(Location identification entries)

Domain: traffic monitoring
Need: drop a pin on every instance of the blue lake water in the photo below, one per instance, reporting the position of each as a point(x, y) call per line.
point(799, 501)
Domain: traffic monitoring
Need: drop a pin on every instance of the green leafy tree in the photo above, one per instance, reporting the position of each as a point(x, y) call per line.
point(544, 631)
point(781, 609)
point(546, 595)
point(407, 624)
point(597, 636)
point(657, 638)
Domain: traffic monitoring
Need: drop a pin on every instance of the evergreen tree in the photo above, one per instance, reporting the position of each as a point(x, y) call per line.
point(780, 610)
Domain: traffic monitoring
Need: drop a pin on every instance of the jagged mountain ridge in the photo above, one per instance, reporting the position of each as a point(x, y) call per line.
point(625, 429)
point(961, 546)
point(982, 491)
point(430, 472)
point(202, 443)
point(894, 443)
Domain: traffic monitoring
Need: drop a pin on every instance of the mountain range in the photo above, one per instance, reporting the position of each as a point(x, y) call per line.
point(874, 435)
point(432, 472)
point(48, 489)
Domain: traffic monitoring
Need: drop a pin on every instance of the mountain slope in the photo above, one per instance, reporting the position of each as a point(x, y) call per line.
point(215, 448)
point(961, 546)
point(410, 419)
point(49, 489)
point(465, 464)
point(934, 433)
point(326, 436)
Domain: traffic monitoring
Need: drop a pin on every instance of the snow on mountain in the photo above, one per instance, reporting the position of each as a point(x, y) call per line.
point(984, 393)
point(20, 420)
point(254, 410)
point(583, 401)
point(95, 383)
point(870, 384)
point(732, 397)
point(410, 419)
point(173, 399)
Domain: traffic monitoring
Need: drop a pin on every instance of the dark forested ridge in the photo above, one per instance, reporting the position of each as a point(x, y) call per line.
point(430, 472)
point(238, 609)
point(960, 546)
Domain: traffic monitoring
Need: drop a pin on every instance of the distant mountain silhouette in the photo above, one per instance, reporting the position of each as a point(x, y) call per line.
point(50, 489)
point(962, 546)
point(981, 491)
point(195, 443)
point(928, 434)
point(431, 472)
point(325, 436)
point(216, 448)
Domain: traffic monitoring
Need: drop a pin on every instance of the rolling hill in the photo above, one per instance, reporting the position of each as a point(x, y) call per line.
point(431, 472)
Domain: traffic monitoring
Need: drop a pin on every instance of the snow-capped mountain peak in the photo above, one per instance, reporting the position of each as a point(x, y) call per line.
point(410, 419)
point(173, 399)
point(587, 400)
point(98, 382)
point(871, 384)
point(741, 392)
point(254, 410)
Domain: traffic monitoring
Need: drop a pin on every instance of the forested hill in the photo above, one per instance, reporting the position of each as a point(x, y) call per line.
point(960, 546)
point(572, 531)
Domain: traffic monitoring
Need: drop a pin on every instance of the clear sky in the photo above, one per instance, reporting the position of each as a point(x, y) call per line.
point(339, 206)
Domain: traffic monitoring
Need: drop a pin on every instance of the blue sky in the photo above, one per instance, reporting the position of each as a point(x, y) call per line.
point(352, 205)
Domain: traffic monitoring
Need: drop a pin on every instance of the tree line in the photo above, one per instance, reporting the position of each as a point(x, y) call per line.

▶ _CHALLENGE_: Arrange all of the rows above as a numbered list, omitting any blank lines.

▶ _ANSWER FOR THIS EXERCISE_:
1. Domain: traffic monitoring
2. Need: drop a pin on every instance of the blue lake water in the photo below, one per instance, reporting the position of each as a point(x, y) call per line.
3. point(799, 501)
4. Domain: traffic monitoring
5. Need: drop a pin on every instance of the green leafy tree in the photo above, one per instance, reporting the position of each as a point(x, y) call per line.
6. point(544, 631)
7. point(781, 609)
8. point(546, 595)
9. point(407, 624)
10. point(597, 636)
11. point(657, 638)
12. Domain: traffic monitoring
13. Need: drop a pin on every instance of the evergreen tree in the photo above, one per instance, reporting the position of each as a point(x, y) call per line.
14. point(780, 610)
15. Domain: traffic monitoring
16. Need: drop a pin on every instance of the jagged mountain ridge in the photo above, one per instance, reporting the position of each as a point(x, y) call per line.
17. point(625, 429)
18. point(961, 546)
19. point(982, 491)
20. point(430, 472)
21. point(202, 443)
22. point(894, 443)
23. Domain: traffic monitoring
24. Need: drop a pin on every instance of the mountain range in the photo above, one per instance, reporting the position of each as a point(x, y) call per line.
25. point(874, 435)
26. point(432, 472)
27. point(48, 489)
28. Domain: traffic monitoring
29. Need: drop a pin on every instance of the mountain slope in the photo above, one per instance, reporting the position of each as a point(x, y) call per line.
30. point(215, 448)
31. point(961, 546)
32. point(410, 419)
33. point(49, 489)
34. point(465, 464)
35. point(934, 433)
36. point(326, 436)
37. Domain: traffic monitoring
38. Need: drop a pin on every instance of the snow on mountain in the photo above, one per instance, reporting the position of each as a point(x, y) call per line.
39. point(984, 393)
40. point(20, 420)
41. point(254, 410)
42. point(583, 401)
43. point(95, 383)
44. point(870, 384)
45. point(732, 397)
46. point(410, 419)
47. point(173, 399)
48. Domain: traffic monitoring
49. Need: drop a pin on every instance of the dark forested ridge in the photo above, one per instance, reporting the position of each as a point(x, y) call per line.
50. point(430, 472)
51. point(238, 609)
52. point(960, 546)
53. Domain: traffic monitoring
54. Need: drop a pin on every instance of the distant mountain silhouette in the photo above, one per instance, reporting the position of each as a point(x, y) call per line.
55. point(50, 489)
56. point(962, 546)
57. point(981, 491)
58. point(195, 443)
59. point(928, 434)
60. point(431, 472)
61. point(325, 436)
62. point(216, 448)
63. Domain: traffic monitoring
64. Need: drop a pin on every instance of the rolling hill in the photo above, one per instance, reporting the position of each as a point(x, y) call per line.
65. point(431, 472)
66. Domain: traffic monitoring
67. Need: drop a pin on every instance of the snow-capped mountain peak in the photo above, one per instance, reporting the position of each as a point(x, y) call per line.
68. point(410, 419)
69. point(173, 399)
70. point(587, 400)
71. point(98, 382)
72. point(871, 384)
73. point(741, 392)
74. point(254, 410)
75. Domain: traffic monitoring
76. Need: drop a pin on every instance of the forested hill in the photo above, one per instance, reporting the position of each as a point(x, y) call per line.
77. point(960, 546)
78. point(572, 531)
79. Domain: traffic monitoring
80. Need: drop a pin on every instance of the clear sky in the photo above, one per instance, reporting the position of each as a point(x, y) call per line.
81. point(339, 206)
82. Domain: traffic monitoring
83. Need: drop a pin on every instance of the blue sky in the photo above, one per instance, reporting the position of each as a point(x, y) call per line.
84. point(352, 205)
85. Domain: traffic monitoring
86. Need: drop a pin on every instance of the tree line in the photo above, one per instance, reporting the position of each as a point(x, y) call per line.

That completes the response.